All entries given below are to be returned word for word.

### DATA RECORDS
»»

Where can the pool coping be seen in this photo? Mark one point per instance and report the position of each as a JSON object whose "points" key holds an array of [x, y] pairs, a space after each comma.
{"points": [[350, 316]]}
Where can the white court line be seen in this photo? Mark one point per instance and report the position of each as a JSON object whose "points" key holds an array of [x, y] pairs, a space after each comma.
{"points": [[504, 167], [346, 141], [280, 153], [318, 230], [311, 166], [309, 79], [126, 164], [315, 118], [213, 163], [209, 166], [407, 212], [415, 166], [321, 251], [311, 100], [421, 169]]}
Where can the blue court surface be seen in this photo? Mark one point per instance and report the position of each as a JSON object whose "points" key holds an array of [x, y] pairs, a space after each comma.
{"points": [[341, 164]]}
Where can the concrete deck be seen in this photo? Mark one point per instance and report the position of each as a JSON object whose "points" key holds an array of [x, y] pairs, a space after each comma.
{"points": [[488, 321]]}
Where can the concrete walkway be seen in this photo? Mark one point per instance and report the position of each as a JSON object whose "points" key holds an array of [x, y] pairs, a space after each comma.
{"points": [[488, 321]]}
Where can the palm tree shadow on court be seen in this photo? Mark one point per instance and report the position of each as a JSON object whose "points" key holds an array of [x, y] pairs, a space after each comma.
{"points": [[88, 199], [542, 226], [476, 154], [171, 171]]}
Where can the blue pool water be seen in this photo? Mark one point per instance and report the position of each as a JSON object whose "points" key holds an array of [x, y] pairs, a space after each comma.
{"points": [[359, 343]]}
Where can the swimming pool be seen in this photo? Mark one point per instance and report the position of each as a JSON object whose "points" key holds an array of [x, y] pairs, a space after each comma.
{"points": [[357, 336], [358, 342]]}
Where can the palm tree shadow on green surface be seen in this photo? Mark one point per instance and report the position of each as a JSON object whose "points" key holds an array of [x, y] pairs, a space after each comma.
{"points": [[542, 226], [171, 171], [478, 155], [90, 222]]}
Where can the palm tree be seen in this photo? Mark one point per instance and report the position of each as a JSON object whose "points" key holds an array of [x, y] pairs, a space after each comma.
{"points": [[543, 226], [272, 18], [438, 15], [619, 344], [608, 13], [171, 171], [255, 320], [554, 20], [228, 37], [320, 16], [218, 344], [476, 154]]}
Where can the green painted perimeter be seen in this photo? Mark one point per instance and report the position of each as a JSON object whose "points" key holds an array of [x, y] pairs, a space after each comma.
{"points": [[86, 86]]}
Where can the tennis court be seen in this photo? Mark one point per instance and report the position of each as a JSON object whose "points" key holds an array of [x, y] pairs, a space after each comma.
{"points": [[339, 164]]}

««

### RESULT FOR THIS TASK
Where can the pool coping be seen in this photo? Mark one point per instance and report the position of each as a JSON object whose "points" key holds an array of [x, y] pairs, a space after each comma.
{"points": [[350, 316]]}
Where can the white court line be seen in this photo? Mark one point per instance and report the position of each as a JSON object whose "points" key holds an array of [x, y] pairs, a space after each comma.
{"points": [[504, 167], [346, 141], [280, 153], [318, 230], [311, 166], [309, 79], [126, 164], [315, 118], [213, 163], [209, 166], [407, 212], [415, 166], [321, 251], [311, 100], [421, 169]]}
Where can the blue court surface be seen in this photo? Mark one point per instance and report the position of each as a JSON object whose "points" key holds an array of [x, y] pairs, a space after each comma.
{"points": [[341, 164]]}
Where can the concrete deck be seen in this photo? Mark one point per instance and report the position of each as a JSON object whose "points" key holds an array of [x, y] pairs, a space after each comma.
{"points": [[488, 321]]}
Where can the concrete walkway be seen in this photo? Mark one point per instance and report the position of each as a JSON object whose "points" key holds an array of [x, y] pairs, a space after each comma.
{"points": [[488, 321]]}
Where can the palm tree shadow on court be seen in this photo? Mark one point per instance and report the position of each as a JSON object whose "points" key holds an array of [x, y] pairs, a space after each comma.
{"points": [[88, 199], [542, 226], [476, 154], [171, 171]]}
Where can the blue pool water be seen in this photo? Mark one point per instance and report the position of each as a JSON object whose "points" key holds an array of [x, y] pairs, a space after each comma.
{"points": [[359, 343]]}
Where can the swimming pool be seen in this photo? Mark one point per instance and report the position of each as a JSON object whose "points" key holds an array of [x, y] pairs, a space after each comma.
{"points": [[357, 336], [358, 342]]}
Where can the palm tree shadow on green surface be seen in this photo? Mark one point per instance and report the position of each as a JSON object whose "points" key holds an array of [x, y] pairs, a space after each comma.
{"points": [[542, 226], [171, 171], [478, 155], [90, 222]]}
Where can the palm tree be seen in this photo? Mark one point per instance and report the position of each as a JSON object whose "points" key holds an array of [x, y] pairs, a space after each comma.
{"points": [[543, 226], [272, 18], [438, 15], [619, 344], [608, 13], [171, 171], [255, 320], [554, 20], [228, 37], [320, 16], [218, 344], [476, 154]]}
Where can the green painted perimeter be seen in this photo? Mark one point per instance and report the position of each as a JSON object whose "points" key holds an array of [x, y] pairs, a space after each comma.
{"points": [[86, 86]]}
Where can the tennis court be seen in this photo? Mark one point per instance and report the position of each as a JSON object whose "points" key holds an array of [x, y] pairs, a space after each comma.
{"points": [[339, 164]]}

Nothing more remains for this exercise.